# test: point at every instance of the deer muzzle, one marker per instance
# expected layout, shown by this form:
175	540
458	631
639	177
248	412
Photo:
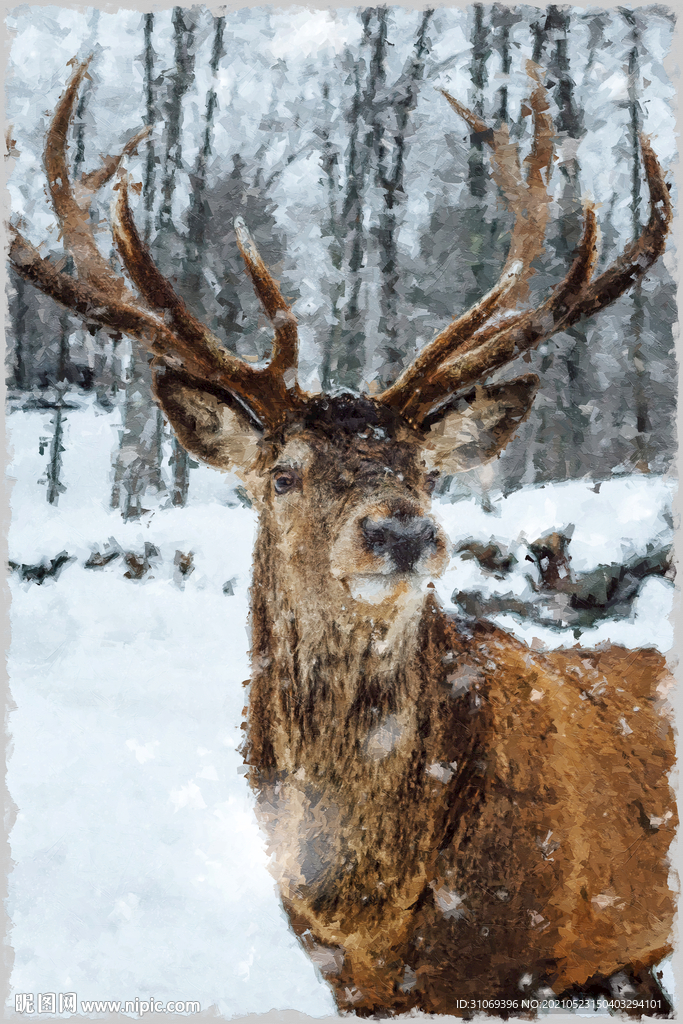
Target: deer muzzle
404	540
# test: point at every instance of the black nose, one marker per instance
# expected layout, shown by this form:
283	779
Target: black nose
404	539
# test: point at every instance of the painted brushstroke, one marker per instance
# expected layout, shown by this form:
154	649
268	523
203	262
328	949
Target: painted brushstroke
451	814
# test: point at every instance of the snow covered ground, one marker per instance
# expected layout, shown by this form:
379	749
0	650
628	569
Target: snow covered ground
139	870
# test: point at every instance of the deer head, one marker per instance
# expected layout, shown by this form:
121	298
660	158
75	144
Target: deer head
341	482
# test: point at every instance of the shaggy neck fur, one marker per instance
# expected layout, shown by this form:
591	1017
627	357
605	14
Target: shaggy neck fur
334	668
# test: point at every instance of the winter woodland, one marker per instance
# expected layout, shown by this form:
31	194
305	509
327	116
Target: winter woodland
139	868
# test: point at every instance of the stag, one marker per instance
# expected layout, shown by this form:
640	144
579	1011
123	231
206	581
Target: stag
453	817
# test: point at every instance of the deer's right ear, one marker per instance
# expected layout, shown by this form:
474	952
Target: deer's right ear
210	423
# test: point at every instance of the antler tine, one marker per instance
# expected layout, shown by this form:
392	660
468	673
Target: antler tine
100	297
574	298
158	291
74	217
286	340
99	308
528	201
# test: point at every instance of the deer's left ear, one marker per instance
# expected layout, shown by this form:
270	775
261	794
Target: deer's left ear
472	428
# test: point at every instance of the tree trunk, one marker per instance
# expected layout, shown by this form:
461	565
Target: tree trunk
391	183
137	468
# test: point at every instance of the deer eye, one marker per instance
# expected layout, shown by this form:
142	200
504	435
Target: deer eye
284	480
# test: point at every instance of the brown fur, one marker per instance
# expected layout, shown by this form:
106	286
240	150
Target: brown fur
450	814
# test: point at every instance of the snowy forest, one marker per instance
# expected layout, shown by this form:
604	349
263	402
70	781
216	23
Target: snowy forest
138	863
371	202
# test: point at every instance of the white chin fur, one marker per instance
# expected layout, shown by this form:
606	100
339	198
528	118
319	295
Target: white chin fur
377	588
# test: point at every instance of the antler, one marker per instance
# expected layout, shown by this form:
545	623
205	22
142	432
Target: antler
159	318
468	350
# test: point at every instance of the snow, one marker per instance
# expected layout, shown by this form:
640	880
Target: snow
139	868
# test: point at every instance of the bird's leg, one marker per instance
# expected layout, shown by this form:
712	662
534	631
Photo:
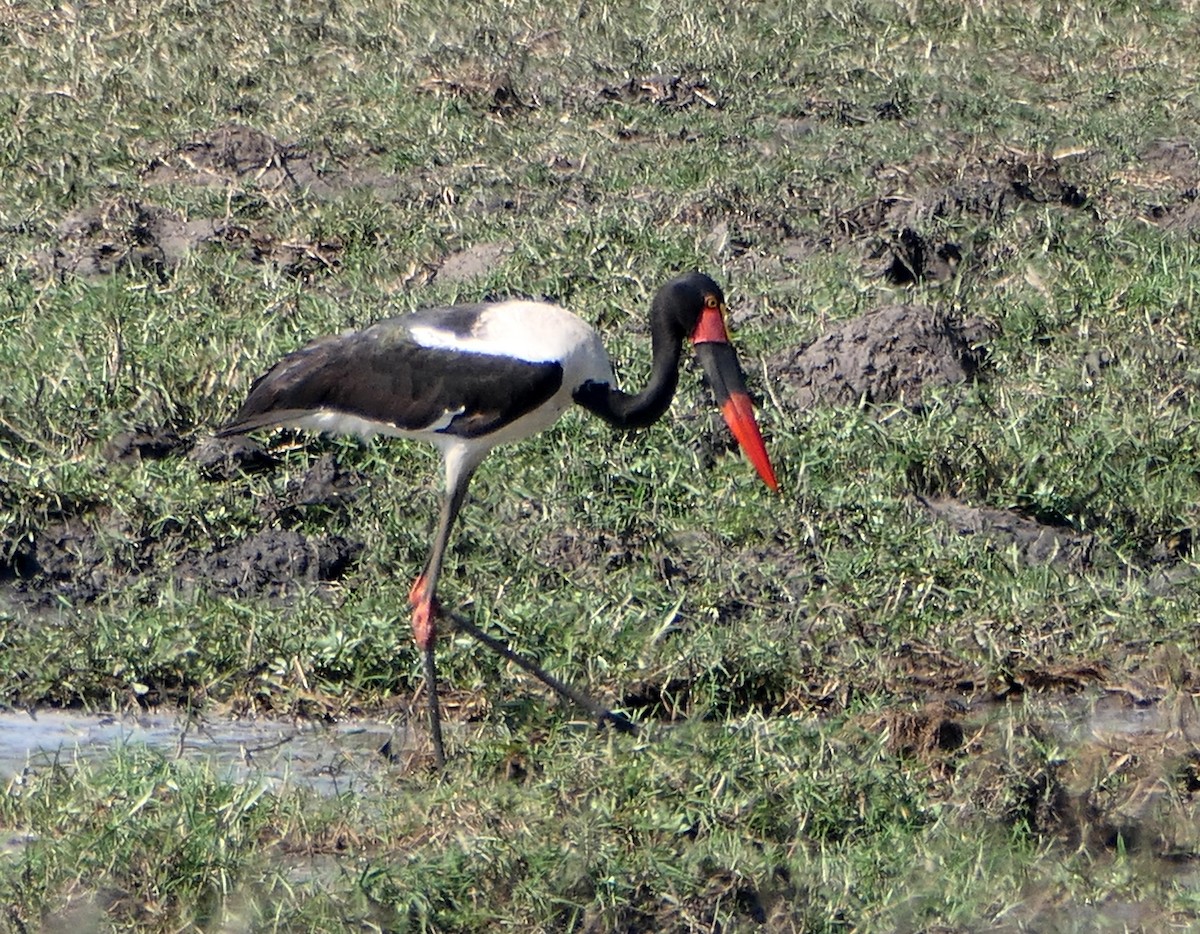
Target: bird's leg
423	597
618	720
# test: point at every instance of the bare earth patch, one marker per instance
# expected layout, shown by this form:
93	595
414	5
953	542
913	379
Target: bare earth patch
893	354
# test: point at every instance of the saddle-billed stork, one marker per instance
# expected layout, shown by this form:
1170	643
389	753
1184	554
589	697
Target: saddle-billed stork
471	377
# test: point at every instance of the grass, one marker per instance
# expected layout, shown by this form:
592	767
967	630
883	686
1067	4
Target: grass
803	662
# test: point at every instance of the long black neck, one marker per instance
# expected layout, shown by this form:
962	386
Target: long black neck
625	411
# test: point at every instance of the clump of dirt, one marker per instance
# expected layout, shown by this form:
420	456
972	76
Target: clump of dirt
493	90
665	90
474	262
144	444
1035	543
239	156
271	563
66	561
235	154
927	735
1169	173
912	258
123	234
892	354
223	459
129	234
903	227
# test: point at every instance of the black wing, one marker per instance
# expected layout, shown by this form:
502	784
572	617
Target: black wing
382	375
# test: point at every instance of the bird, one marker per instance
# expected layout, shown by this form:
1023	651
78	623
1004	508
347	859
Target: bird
471	377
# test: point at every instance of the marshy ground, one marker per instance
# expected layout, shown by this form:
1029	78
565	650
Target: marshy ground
943	682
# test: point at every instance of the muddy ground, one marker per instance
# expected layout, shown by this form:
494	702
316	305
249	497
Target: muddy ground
888	359
891	357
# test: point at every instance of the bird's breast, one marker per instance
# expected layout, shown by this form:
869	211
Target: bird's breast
529	331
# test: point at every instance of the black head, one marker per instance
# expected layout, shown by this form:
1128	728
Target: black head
679	303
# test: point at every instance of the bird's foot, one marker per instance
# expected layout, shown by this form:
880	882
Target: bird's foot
425	622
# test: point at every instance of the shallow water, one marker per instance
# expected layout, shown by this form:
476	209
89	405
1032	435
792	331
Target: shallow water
327	758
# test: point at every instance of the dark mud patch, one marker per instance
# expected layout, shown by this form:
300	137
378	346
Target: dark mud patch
241	156
273	564
893	354
69	561
79	562
328	758
474	262
127	234
905	228
84	558
225	459
1168	175
144	444
1007	532
491	90
237	154
664	90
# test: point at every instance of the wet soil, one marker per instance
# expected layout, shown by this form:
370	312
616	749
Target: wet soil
329	759
892	354
892	357
89	556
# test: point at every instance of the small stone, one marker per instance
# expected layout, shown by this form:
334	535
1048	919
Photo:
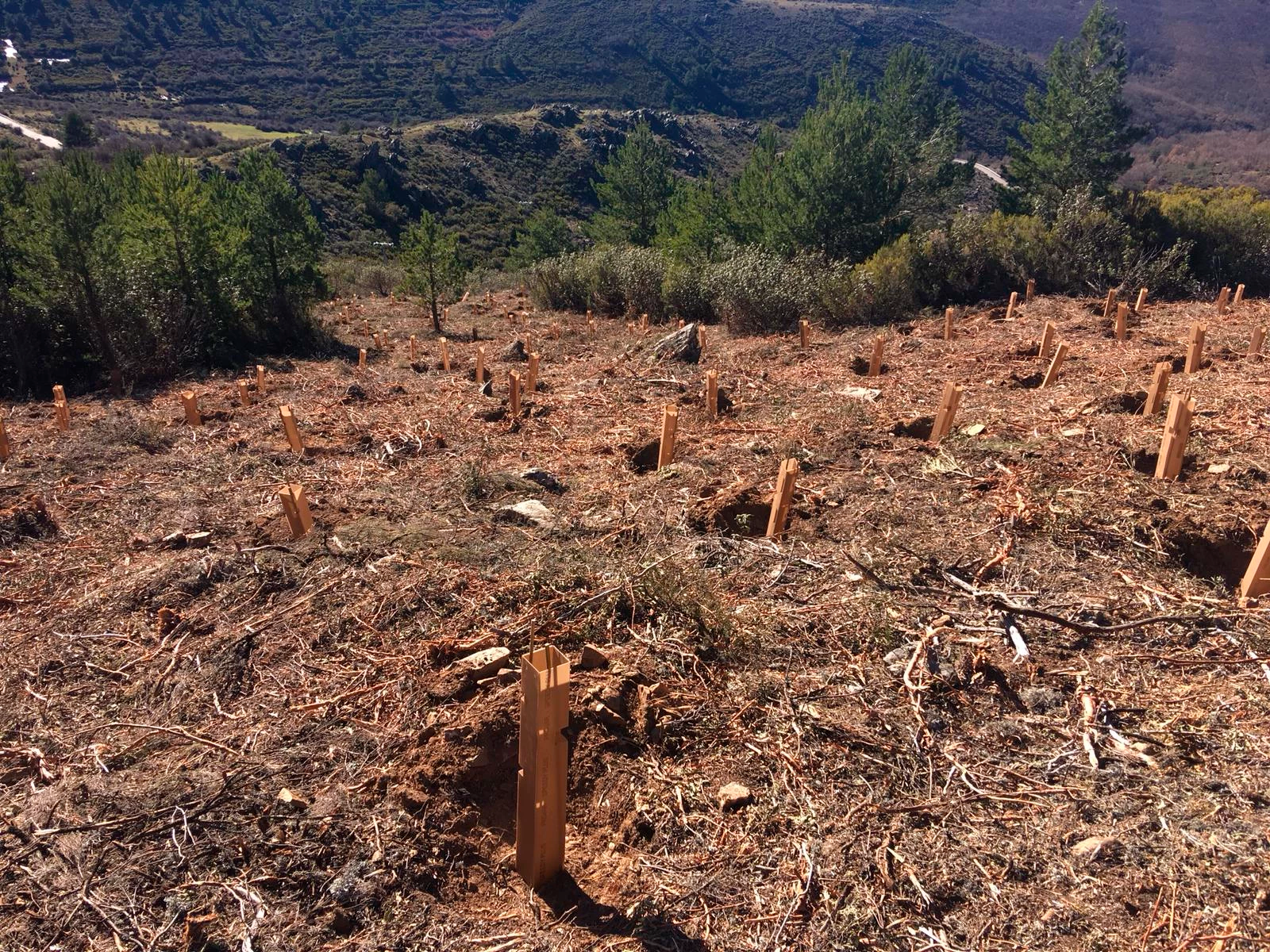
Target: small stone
483	664
592	658
1098	848
531	512
609	716
545	480
733	797
897	659
683	344
867	393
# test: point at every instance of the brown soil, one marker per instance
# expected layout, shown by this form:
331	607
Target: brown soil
241	740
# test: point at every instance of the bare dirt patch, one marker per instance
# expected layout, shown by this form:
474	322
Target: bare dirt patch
214	735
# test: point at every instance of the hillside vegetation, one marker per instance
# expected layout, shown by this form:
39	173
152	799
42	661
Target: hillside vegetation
314	65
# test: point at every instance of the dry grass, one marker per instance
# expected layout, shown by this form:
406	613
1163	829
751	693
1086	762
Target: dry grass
916	785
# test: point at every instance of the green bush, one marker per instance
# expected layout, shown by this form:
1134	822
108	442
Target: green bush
760	291
685	292
613	279
360	276
1229	232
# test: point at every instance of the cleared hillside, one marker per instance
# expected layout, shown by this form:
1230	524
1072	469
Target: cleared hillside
214	735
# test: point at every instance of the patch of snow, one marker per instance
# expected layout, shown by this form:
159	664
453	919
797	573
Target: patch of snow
48	141
984	171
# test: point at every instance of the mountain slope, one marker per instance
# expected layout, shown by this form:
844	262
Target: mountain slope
313	63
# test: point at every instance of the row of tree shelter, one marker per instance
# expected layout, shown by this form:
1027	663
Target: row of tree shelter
543	782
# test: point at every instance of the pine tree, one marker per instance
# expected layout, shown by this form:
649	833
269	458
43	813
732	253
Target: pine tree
431	258
752	211
279	243
695	224
634	190
545	235
860	168
1080	130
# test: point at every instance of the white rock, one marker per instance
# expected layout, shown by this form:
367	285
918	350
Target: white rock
483	664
☆ ☆ ☆ ☆ ☆
» **Exercise**
Omit every picture, and please return the entries exactly from the first line through the line with "# test: point at every instance of the tree", both included.

» **Response area**
# test: point at every instance of the deer muzzle, one marker per instance
# expected layout, shown by this form:
175	540
458	631
639	177
248	412
Photo:
Target: deer muzzle
404	540
# test: point at every instance of the black nose, one marker per instance
# expected layout, shown by this form:
283	779
Target: black nose
404	539
# test: point at every instance of the painted brushstroke, one marker per instance
# expected layout, shown by this form:
154	649
268	523
203	262
328	949
Target: painted brushstroke
451	814
# test: point at every instance of the snow covered ground, one marker per instance
# expected layout, shown by this form:
379	749
0	650
628	569
Target: snow covered ground
139	870
# test: point at every instance of the deer head, one marker per instance
# expected layout, shown by this form:
121	298
660	158
75	144
Target: deer head
341	482
# test: point at every instance of the shaggy neck fur, one marker per instance
# expected layout, shown by this form:
591	1017
627	357
605	14
Target: shaggy neck fur
334	668
# test: point at every instance of the winter woodland, one marker per instance
# expected layout, shown by this form:
31	194
305	509
327	116
Target: winter woodland
139	868
# test: point at every instance of the stag, one marker per instance
# expected layout, shown by this form:
640	144
579	1011
123	231
206	581
Target: stag
453	817
# test: point at every instance of the deer's right ear, one marker per instance
# expected layout, shown by this form:
474	952
Target: deer's right ear
210	423
# test: point at every instance of the antler tine, one marker per instance
# expected layout, shown by this form:
392	660
468	673
Target: antler tine
100	297
574	298
158	291
74	217
286	340
99	308
528	201
# test: point at every instance of the deer's left ear, one marker per instance
# expected layout, shown by this form:
270	775
261	794
Target: deer's left ear
472	428
# test: point at every instance of the tree trunk, one marker per instance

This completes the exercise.